-- Göreviniz --
İçtihat metninde "KARAR : Davanın" ifadesini içeren sözcüklerle açılıp "bozulmasına karar verilmiştir." ile kapanan bölümü hiçbir değişiklik yapmadan alıntılayınız.

-- Kaynak Metin --

++++++

"İçtihat Metni"
MAHKEMESİ :... Mahkemesi
SAYISI : 2022/201 E., 2023/216 K.
KARAR : Davanın kısmen kabulü
Taraflar arasında İlk Derece Mahkemesinde görülen ve istinaf incelemesinden geçen itirazın iptali davasında verilen karar hakkında yapılan temyiz incelemesi sonucunda, Dairece ... Bölge Adliye Mahkemesi 3. Hukuk Dairesi kararının ortadan kaldırılmasına ve İlk Derece Mahkemesi kararının bozulmasına karar verilmiştir.
İlk Derece Mahkemesince bozmaya uyularak yeniden yapılan yargılama sonucunda; davanın kabulüne karar verilmiştir.

++++++

-- Sağlanan Veriler --
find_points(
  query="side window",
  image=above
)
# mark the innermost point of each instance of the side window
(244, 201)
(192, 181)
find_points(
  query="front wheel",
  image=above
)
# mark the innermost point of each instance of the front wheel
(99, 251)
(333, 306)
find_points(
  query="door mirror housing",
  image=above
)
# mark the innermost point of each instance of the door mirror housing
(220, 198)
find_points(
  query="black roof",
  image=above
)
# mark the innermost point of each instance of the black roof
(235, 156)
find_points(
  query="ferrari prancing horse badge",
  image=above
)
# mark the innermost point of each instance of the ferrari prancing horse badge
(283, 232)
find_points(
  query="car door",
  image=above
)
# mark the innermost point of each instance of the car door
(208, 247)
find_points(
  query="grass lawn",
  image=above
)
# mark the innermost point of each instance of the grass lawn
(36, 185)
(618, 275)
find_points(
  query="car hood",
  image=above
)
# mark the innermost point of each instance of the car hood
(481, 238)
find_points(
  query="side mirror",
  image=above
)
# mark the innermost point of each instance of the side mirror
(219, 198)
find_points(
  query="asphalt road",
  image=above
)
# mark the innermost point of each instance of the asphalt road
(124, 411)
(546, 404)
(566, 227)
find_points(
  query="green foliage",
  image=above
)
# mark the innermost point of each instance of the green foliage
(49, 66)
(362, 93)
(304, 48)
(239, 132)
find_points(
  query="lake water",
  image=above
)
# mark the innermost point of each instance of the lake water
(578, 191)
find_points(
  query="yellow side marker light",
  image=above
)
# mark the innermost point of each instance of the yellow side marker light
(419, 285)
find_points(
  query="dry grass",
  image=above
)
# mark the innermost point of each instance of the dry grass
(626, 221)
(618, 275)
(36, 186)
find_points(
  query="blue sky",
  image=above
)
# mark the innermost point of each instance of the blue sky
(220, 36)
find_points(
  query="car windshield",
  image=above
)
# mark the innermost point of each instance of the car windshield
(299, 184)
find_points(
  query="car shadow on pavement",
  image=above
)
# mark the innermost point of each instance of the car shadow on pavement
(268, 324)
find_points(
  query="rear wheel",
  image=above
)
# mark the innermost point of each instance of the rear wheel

++++++

-- Alıştırmanın Çözümü --
KARAR : Davanın kısmen kabulü
Taraflar arasında İlk Derece Mahkemesinde görülen ve istinaf incelemesinden geçen itirazın iptali davasında verilen karar hakkında yapılan temyiz incelemesi sonucunda, Dairece ... Bölge Adliye Mahkemesi 3. Hukuk Dairesi kararının ortadan kaldırılmasına ve İlk Derece Mahkemesi kararının bozulmasına karar verilmiştir.